Start of Data

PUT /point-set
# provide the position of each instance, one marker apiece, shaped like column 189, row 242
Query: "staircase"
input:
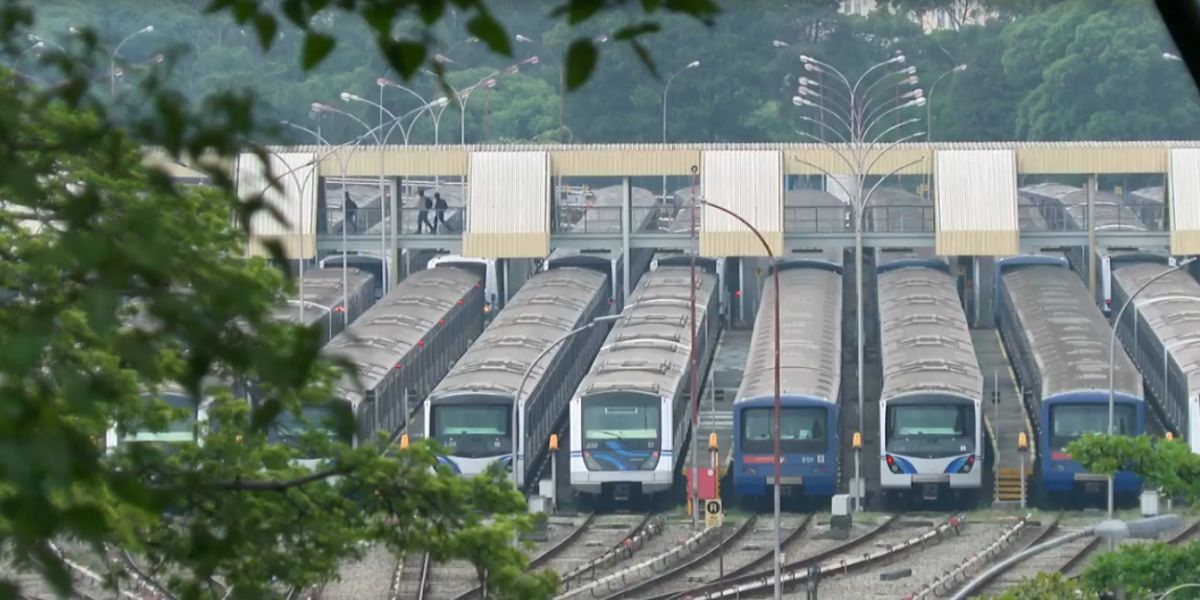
column 1008, row 485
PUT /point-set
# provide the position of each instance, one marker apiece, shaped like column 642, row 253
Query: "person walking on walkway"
column 441, row 205
column 423, row 216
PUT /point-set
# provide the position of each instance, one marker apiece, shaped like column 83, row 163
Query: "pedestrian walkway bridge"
column 513, row 202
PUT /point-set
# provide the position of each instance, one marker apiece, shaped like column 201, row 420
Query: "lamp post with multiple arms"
column 1113, row 342
column 666, row 89
column 112, row 61
column 856, row 109
column 775, row 459
column 562, row 79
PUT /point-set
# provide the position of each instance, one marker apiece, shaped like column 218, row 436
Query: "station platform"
column 1005, row 417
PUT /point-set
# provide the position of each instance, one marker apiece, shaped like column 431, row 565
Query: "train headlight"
column 591, row 463
column 892, row 463
column 967, row 466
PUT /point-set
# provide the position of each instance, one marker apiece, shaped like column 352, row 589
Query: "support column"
column 627, row 198
column 1091, row 234
column 394, row 255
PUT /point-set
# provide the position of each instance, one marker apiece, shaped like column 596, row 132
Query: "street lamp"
column 775, row 459
column 665, row 90
column 1113, row 341
column 858, row 113
column 1109, row 529
column 112, row 61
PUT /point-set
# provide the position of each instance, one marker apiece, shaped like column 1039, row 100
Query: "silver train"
column 1065, row 208
column 401, row 348
column 1159, row 331
column 601, row 214
column 471, row 412
column 930, row 421
column 327, row 305
column 629, row 417
column 1057, row 341
column 809, row 383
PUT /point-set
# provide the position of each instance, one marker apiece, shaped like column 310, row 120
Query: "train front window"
column 622, row 420
column 802, row 430
column 473, row 431
column 1069, row 423
column 291, row 430
column 930, row 431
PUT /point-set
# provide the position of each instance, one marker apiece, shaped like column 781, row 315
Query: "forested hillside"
column 1039, row 70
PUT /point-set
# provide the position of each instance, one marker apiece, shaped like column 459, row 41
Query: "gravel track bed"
column 605, row 533
column 369, row 577
column 927, row 563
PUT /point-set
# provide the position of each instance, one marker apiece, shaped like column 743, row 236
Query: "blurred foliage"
column 1167, row 466
column 1144, row 570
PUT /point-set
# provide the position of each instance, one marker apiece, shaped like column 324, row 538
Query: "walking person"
column 423, row 216
column 441, row 205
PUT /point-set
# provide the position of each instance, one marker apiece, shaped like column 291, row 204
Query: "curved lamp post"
column 666, row 89
column 112, row 61
column 1113, row 342
column 778, row 409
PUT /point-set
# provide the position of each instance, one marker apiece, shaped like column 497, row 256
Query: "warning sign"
column 714, row 515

End of Data

**Exercise prompt:**
Extract the whole listing above line for line, without changing anything, and leave out the picture.

**Result of this exercise:**
PUT /point-set
# provide the position of each instance, one marker apiece, shaped like column 189, row 242
Query: "staircase"
input:
column 1008, row 485
PUT /point-set
# provide the position of each instance, one marker apiece, shaped like column 642, row 253
Query: "person walking on walkway"
column 441, row 205
column 423, row 216
PUT /point-set
# provide the position of each instance, one marker apiece, shaped like column 83, row 163
Query: "pedestrian walkway bridge"
column 513, row 202
PUT /point-set
# provide the position of each instance, one marker apiece, shaped like column 201, row 420
Query: "lamp post with multiple arms"
column 1113, row 342
column 666, row 89
column 112, row 61
column 856, row 109
column 775, row 459
column 562, row 79
PUT /point-set
# provide the position of each instance, one marker apiece, shaped like column 218, row 436
Query: "station platform"
column 1005, row 417
PUT /point-set
# provide the position of each instance, one marker apiece, shaped like column 431, row 565
Query: "train headlight"
column 591, row 463
column 892, row 463
column 967, row 466
PUT /point-set
# provide the position of each instance, one marker apiece, shaped like column 352, row 589
Query: "support column"
column 627, row 198
column 1091, row 234
column 394, row 255
PUT /point-set
# provide the position of each instance, one marker apiece, shaped like column 596, row 132
Query: "street lamp"
column 775, row 459
column 665, row 90
column 1113, row 341
column 858, row 113
column 1109, row 529
column 112, row 61
PUT /point-set
# provide the position of each instance, one marker apiece, shaped like column 1039, row 100
Query: "silver train"
column 1065, row 208
column 401, row 348
column 1159, row 331
column 601, row 214
column 471, row 412
column 930, row 421
column 327, row 305
column 629, row 417
column 1057, row 341
column 809, row 383
PUT /point-set
# provide the position of each instance, one marker apiece, shaped like column 310, row 120
Query: "train front window"
column 622, row 420
column 802, row 430
column 473, row 431
column 1069, row 423
column 291, row 430
column 930, row 431
PUT /point-set
# provide the position of each instance, one marker apiece, shaped like column 781, row 315
Query: "forested hillside"
column 1039, row 70
PUT /point-set
# provide the position of each instance, one marker apiece, shaped like column 459, row 41
Query: "gravel track bed"
column 605, row 533
column 369, row 577
column 927, row 563
PUT /point-set
# provide the position of each instance, one marker apiece, shaped like column 743, row 236
Query: "blurred foliage"
column 1167, row 466
column 1144, row 570
PUT /point-set
# provide the position of each instance, one marker apiece, shaped like column 324, row 538
Query: "walking person"
column 423, row 216
column 441, row 205
PUT /point-set
# provide the position of each instance, one marker apiece, shaped like column 291, row 204
Query: "curved lamp post"
column 666, row 89
column 112, row 61
column 1113, row 342
column 778, row 409
PUT /point-set
# provide the position of each instance, one marker apiece, shaped like column 497, row 256
Query: "warning sign"
column 714, row 515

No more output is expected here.